Real/Real/Real. all real and all me
Talk about some crazy 5 sec transformations. Ok, it would be a total lie if I said a small part of me didn’t wish I could walk around posed all the time. maybe if it wasn’t a helluva uncomfortable
This cyborgian multiplicity is concretely visible in the posts that undermine the diptych’s oppositional visual formula with annotations like ‘me/also me’ or ‘real/real’ in overlaid text. This imagetextual tension helps users affirm that the Instagrammatically presented self is not less ‘real’ than the supposedly candid shot that captures the body ‘unposed’. By contrast, they are coexisting corporeal states that hang together with the help of the social media platform. Particularly in the captions, users emphasise that the cyborg can be both real and perfect, or that, in other words, the ‘perfect’ Instagram self is on the same plane as the offline one. These users’ affirmations of hybridity and multiplicity stand in marked contrast to Coleman’s pre-Instagram findings about body image, posing and photographs. Synthesising an interview with several adolescent girls, she writes: ‘Looking “nice” in a photograph, according to the girls here, is achieved through looking “natural”, where natural refers to the presentation of the body as not “posed” or “false”’ (172). Although Coleman herself contests dualistic visions of the body, the binary between natural/real and nice/posed fundamentally structures her interview subjects’ attitudes about their bodies’ intersection with imaging technologies (2008).
The metaphor of the highlight reel, a figure that fifteen posts explicitly invoke, is a key mechanism structuring the multiplicity and coordination in the posts. With this label, users suggest that their virtual bodies and selves are empowering, true versions of their lives. As opposed to a façade, the highlight reel emerges out of the same basic reality as the offline body. The affordances of the platform and the affordances of the physical world take the same experiences through diverging pathways that each produce different selves and bodies out of the logic of their respective environments. While of course these pathways frequently intersect, such meetings do not collapse the two timelines to collapse together; the highlight reel is still a real means of enacting the body in everyday life as opposed to a by-product of offline actions. Just be reminded that Instagram is mostly a highlight reel and we share our very best photos but I want to be as real and transparent as I can with all of you babes. Btw, highlights aren’t necessarily a bad thing. I love sharing highlights and that one perfectish photo. don’t forget that Instagram is a highlight reel!

## RECORDED INFORMATION
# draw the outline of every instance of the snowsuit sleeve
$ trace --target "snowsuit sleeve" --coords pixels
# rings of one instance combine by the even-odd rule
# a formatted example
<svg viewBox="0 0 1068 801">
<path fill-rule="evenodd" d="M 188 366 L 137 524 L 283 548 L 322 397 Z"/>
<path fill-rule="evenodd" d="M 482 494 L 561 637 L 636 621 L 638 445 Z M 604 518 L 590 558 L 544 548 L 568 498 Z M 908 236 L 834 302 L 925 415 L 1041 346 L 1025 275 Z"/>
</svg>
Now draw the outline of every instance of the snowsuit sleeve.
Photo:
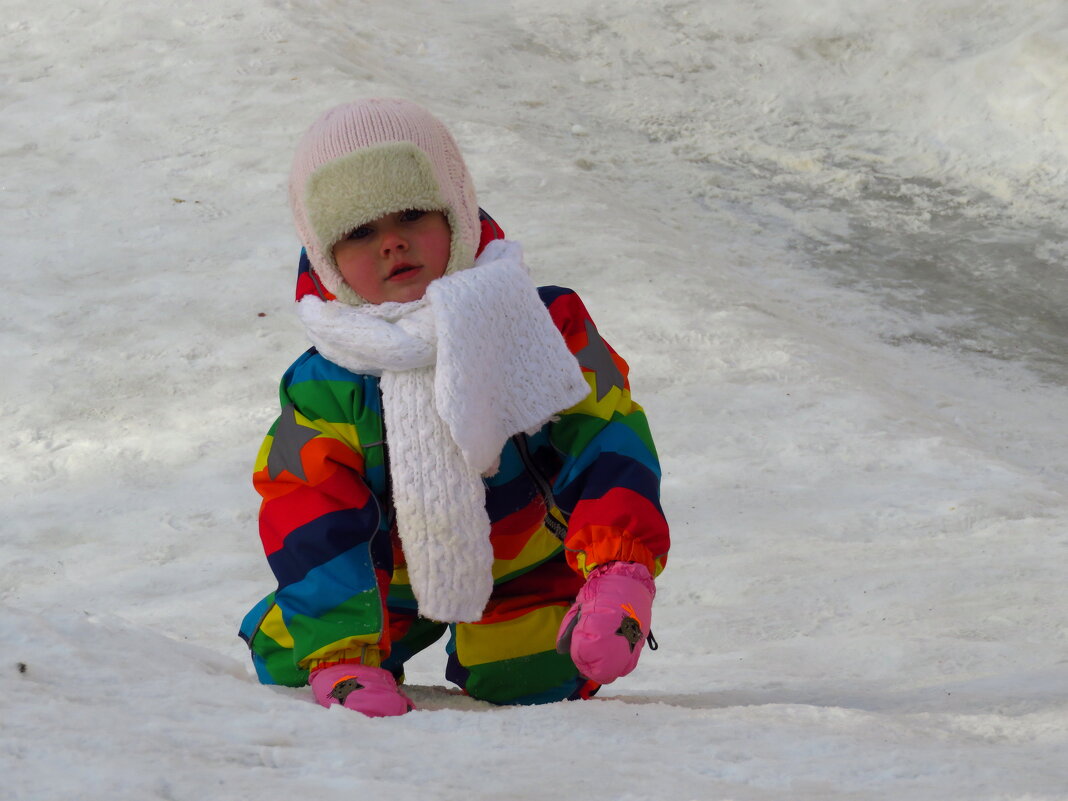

## STATED EXERCISE
In the text about Instagram body posts, how many posts explicitly invoke the metaphor of the highlight reel?

## OUTPUT FOR THIS TASK
Fifteen